**DATASET RECORDS**
------------------------------------------------------------

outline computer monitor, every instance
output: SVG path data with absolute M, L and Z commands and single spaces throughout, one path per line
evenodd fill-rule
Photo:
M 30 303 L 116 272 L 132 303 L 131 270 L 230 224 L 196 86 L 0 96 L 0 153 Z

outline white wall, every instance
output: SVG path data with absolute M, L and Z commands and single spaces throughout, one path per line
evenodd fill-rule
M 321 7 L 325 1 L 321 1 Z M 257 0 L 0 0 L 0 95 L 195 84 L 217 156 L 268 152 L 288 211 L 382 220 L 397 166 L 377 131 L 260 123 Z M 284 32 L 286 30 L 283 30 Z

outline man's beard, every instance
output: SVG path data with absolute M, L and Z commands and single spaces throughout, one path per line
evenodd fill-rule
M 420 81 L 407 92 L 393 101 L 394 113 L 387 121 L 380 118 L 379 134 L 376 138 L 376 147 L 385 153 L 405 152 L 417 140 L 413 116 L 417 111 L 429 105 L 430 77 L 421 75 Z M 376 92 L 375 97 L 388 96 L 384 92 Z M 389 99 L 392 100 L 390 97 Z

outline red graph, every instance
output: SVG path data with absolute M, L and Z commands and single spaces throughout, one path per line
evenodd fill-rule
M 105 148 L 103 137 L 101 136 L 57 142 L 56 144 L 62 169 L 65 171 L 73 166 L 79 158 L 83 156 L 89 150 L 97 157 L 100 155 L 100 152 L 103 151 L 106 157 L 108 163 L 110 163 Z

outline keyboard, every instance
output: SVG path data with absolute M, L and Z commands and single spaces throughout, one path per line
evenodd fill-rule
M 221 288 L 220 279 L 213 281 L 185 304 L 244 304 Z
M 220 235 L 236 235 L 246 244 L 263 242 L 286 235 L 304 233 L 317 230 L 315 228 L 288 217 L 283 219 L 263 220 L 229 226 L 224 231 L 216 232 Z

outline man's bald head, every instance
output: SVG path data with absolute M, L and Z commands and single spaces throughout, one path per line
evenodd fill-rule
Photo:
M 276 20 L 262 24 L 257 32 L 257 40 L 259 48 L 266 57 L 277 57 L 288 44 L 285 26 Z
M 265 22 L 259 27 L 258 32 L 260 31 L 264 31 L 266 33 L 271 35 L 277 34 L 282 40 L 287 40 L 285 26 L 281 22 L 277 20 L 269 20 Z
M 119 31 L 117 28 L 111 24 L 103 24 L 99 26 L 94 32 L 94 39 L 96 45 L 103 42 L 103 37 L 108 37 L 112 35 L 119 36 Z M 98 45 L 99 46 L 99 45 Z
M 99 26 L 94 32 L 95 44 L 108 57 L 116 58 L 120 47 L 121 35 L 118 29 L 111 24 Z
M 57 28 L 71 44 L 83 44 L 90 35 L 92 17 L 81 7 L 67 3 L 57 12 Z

------------------------------------------------------------

**EXERCISE BRIEF**
Render every line of the rows above as a Markdown table with the columns No. and Line, numbering the lines in order. Omit blank lines.

**FINAL RESULT**
| No. | Line |
|---|---|
| 1 | outline computer monitor, every instance |
| 2 | output: SVG path data with absolute M, L and Z commands and single spaces throughout, one path per line |
| 3 | evenodd fill-rule |
| 4 | Photo: |
| 5 | M 30 303 L 116 272 L 132 303 L 131 270 L 230 224 L 196 86 L 0 96 L 0 153 Z |
| 6 | outline white wall, every instance |
| 7 | output: SVG path data with absolute M, L and Z commands and single spaces throughout, one path per line |
| 8 | evenodd fill-rule |
| 9 | M 321 7 L 325 1 L 321 1 Z M 257 0 L 0 0 L 0 95 L 195 84 L 217 156 L 268 152 L 288 211 L 382 220 L 397 166 L 377 131 L 260 123 Z M 284 32 L 286 30 L 283 30 Z |
| 10 | outline man's beard, every instance |
| 11 | output: SVG path data with absolute M, L and Z commands and single spaces throughout, one path per line |
| 12 | evenodd fill-rule |
| 13 | M 420 81 L 407 92 L 393 101 L 394 113 L 387 121 L 380 118 L 379 134 L 376 138 L 376 147 L 385 153 L 405 152 L 417 140 L 413 116 L 417 111 L 429 105 L 430 77 L 421 75 Z M 376 92 L 375 97 L 388 96 L 384 92 Z M 389 99 L 392 100 L 390 97 Z |
| 14 | outline red graph, every instance |
| 15 | output: SVG path data with absolute M, L and Z commands and single spaces throughout, one path per line |
| 16 | evenodd fill-rule |
| 17 | M 105 148 L 103 137 L 101 136 L 57 142 L 56 144 L 62 169 L 65 171 L 73 166 L 79 158 L 83 156 L 89 150 L 97 157 L 100 155 L 100 152 L 103 151 L 106 157 L 108 163 L 110 163 Z |
| 18 | outline keyboard, every instance |
| 19 | output: SVG path data with absolute M, L and Z commands and single spaces throughout, one path per line |
| 20 | evenodd fill-rule |
| 21 | M 221 288 L 220 279 L 213 281 L 185 304 L 244 304 Z |
| 22 | M 220 235 L 236 235 L 246 244 L 263 242 L 286 235 L 304 233 L 317 230 L 315 228 L 288 217 L 283 219 L 263 220 L 229 226 L 224 231 L 216 232 Z |
| 23 | outline man's bald head, every instance |
| 24 | output: SVG path data with absolute M, L and Z commands and single spaces throughout, one path per line |
| 25 | evenodd fill-rule |
| 26 | Photo: |
| 27 | M 276 20 L 262 24 L 257 32 L 257 40 L 259 48 L 266 57 L 277 57 L 288 44 L 285 26 Z |
| 28 | M 265 22 L 259 27 L 258 32 L 260 31 L 264 31 L 266 33 L 271 35 L 277 34 L 282 40 L 287 40 L 285 26 L 281 22 L 277 20 L 269 20 Z |
| 29 | M 119 31 L 117 28 L 111 24 L 103 24 L 99 26 L 94 32 L 94 39 L 96 45 L 103 42 L 103 37 L 108 37 L 112 35 L 119 36 Z M 98 45 L 99 46 L 99 45 Z |
| 30 | M 99 26 L 94 32 L 95 44 L 108 57 L 116 58 L 120 47 L 121 35 L 118 29 L 111 24 Z |
| 31 | M 57 28 L 71 44 L 83 44 L 90 35 L 92 17 L 81 7 L 67 3 L 57 12 Z |